# [Exercise details]
Render every item below as a numbered list, skipping blank lines. Omit the pictures.

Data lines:

+++++

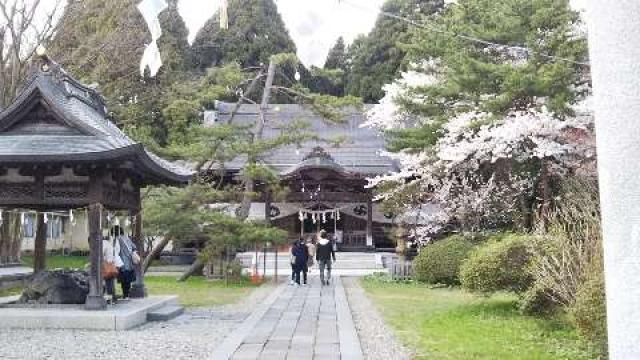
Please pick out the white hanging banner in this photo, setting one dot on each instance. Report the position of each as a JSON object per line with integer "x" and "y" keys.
{"x": 224, "y": 15}
{"x": 151, "y": 59}
{"x": 150, "y": 10}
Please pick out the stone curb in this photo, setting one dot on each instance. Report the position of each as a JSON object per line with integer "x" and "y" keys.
{"x": 350, "y": 347}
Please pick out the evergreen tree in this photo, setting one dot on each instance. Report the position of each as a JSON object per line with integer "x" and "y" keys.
{"x": 376, "y": 59}
{"x": 337, "y": 57}
{"x": 102, "y": 43}
{"x": 493, "y": 78}
{"x": 256, "y": 31}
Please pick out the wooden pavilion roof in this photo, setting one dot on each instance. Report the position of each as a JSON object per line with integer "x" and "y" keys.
{"x": 57, "y": 119}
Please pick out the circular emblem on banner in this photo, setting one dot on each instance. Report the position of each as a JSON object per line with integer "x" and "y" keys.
{"x": 274, "y": 211}
{"x": 360, "y": 210}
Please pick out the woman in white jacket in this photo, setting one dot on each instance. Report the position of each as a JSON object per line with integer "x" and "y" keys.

+++++

# [Problem solution]
1. Please pick out the white hanging banner in this photo, setting one dot on each instance. Report the position of each as a JSON object per line with integer "x" and "y" keys.
2. {"x": 224, "y": 15}
3. {"x": 151, "y": 59}
4. {"x": 150, "y": 10}
5. Please pick out the stone curb in this photo, setting one dot on each instance. Report the position of each as a JSON object per line with integer "x" and "y" keys.
6. {"x": 350, "y": 347}
7. Please pick out the evergreen tree in this photo, setting one dot on each instance. Report the position of each as a JSON object per line with integer "x" and "y" keys.
8. {"x": 376, "y": 59}
9. {"x": 337, "y": 57}
10. {"x": 102, "y": 43}
11. {"x": 493, "y": 78}
12. {"x": 256, "y": 31}
13. Please pick out the wooden pavilion roof in this photo, setting one dot on each instance. Report the position of each as a JSON object per line with integer "x" and "y" keys.
14. {"x": 57, "y": 119}
15. Please pick out the circular emblem on banner in this photo, setting one dot on each instance. Report the position of each as a JSON object per line with integer "x" and "y" keys.
16. {"x": 274, "y": 211}
17. {"x": 360, "y": 210}
18. Please pick out the woman in white jacket in this photo, setting one dot on each instance. Report the position of each as a JSON object per line with integer "x" and "y" keys.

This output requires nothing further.